> [Source records]:

● ● ● ● ● ● ●

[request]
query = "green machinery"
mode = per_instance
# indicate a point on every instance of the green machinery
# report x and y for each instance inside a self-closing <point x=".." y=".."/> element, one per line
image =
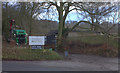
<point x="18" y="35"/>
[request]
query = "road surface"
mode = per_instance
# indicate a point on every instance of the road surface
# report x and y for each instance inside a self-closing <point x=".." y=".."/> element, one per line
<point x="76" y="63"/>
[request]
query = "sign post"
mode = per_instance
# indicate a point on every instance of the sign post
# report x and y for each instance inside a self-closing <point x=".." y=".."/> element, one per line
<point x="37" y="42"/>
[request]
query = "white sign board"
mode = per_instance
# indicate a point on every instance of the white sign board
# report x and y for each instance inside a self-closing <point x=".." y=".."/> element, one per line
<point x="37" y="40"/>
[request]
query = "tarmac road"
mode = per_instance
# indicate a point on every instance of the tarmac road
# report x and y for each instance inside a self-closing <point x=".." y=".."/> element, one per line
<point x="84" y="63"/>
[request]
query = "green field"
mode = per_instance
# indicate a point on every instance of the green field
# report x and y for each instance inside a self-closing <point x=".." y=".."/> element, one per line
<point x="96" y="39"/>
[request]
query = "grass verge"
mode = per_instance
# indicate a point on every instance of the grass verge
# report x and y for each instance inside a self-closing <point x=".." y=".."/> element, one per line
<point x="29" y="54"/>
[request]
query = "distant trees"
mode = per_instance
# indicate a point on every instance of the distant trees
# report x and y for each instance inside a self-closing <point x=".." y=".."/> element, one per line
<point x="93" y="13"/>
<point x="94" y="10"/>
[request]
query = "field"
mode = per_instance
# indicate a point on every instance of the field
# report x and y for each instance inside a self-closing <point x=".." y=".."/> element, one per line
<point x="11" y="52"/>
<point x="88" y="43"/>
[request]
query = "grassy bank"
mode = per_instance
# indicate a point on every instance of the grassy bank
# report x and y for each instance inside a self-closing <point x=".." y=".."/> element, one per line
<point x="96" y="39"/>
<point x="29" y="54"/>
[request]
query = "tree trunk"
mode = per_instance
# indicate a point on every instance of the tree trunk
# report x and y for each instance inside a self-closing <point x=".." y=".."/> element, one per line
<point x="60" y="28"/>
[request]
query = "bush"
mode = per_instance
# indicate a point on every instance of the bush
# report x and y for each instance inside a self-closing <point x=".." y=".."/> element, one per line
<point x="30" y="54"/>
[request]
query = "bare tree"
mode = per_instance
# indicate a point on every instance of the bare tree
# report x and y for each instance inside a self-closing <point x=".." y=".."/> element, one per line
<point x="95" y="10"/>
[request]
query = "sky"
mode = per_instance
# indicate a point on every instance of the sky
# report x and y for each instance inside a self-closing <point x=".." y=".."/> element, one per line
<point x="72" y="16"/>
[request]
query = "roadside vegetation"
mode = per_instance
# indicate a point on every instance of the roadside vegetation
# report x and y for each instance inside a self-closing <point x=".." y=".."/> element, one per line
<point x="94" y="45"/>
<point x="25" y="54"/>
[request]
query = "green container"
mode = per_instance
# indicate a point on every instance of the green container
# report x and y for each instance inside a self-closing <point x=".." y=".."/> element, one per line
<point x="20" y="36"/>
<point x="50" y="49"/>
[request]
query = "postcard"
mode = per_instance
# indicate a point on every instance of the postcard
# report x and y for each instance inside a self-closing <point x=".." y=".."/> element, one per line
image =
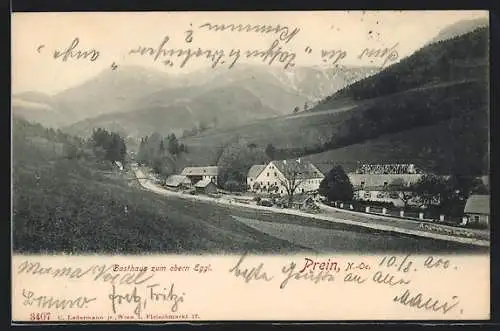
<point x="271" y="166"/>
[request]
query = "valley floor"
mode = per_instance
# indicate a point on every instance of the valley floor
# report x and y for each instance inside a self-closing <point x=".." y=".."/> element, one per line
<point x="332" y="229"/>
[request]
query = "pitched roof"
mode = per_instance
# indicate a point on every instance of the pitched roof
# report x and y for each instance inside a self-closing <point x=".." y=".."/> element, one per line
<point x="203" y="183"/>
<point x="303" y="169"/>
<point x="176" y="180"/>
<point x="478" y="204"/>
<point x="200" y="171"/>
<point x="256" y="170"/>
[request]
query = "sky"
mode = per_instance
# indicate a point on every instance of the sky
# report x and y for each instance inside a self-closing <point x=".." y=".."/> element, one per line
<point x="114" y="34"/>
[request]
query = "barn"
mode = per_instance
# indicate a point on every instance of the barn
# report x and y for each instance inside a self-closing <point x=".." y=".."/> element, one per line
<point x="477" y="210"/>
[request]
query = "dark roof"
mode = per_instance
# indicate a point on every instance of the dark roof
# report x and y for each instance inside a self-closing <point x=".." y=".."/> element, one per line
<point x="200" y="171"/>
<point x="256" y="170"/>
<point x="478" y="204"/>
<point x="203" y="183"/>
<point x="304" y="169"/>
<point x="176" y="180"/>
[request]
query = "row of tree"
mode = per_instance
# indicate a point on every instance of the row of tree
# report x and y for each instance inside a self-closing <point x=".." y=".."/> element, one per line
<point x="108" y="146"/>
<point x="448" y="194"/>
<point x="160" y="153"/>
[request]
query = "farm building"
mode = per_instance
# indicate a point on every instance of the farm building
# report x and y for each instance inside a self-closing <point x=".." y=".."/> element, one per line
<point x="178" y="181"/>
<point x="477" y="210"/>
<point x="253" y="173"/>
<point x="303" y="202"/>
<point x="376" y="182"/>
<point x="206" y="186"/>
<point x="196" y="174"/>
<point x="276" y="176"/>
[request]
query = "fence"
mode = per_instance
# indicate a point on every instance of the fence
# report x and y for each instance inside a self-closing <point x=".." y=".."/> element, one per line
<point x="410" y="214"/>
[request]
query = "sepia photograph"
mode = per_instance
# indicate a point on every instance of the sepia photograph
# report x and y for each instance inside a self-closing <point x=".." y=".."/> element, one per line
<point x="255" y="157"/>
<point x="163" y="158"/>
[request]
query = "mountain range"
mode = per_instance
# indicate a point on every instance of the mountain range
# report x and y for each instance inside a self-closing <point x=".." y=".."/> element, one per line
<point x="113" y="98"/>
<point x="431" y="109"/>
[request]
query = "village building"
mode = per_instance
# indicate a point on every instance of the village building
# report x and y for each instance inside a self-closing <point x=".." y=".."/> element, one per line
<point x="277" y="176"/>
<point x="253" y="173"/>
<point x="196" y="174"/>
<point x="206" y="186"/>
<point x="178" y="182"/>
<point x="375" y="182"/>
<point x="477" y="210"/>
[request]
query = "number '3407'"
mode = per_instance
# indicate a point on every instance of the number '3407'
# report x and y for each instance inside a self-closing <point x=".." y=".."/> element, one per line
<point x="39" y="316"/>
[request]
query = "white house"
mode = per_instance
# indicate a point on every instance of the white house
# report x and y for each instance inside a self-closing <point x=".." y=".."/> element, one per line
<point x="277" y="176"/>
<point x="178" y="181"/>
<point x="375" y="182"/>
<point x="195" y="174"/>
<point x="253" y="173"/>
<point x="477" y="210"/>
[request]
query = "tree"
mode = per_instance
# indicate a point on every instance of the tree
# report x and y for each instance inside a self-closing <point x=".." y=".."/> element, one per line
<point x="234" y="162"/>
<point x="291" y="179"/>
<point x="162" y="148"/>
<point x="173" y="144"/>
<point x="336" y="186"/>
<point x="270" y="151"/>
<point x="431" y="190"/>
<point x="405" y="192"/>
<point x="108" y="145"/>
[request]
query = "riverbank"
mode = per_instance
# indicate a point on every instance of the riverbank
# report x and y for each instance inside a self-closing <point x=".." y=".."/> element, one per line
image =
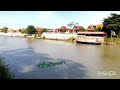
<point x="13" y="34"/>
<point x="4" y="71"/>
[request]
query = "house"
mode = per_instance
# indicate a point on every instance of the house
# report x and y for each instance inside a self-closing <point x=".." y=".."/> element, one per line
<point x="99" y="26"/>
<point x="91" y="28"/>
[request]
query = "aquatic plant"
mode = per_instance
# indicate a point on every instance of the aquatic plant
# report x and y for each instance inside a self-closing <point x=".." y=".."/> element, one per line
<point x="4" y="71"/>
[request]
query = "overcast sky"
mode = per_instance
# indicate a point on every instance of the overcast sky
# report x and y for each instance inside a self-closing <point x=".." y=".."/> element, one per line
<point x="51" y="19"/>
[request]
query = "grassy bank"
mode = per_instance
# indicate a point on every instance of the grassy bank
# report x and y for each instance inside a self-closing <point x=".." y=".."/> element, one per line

● ● ● ● ● ● ●

> [What is needed]: Retype the entries above exactly, starting at their first line and ending with the line that holds "# indicate a point on every instance of the road surface"; pictures stay out.

> [Written response]:
[request]
query = "green machinery"
mode = per_instance
# indicate a point on every instance of the green machinery
# report x and y for each instance inside a self-closing <point x=".." y=".."/> element, one per line
image =
<point x="18" y="35"/>
[request]
query = "road surface"
mode = per_instance
# indicate a point on every instance of the road surface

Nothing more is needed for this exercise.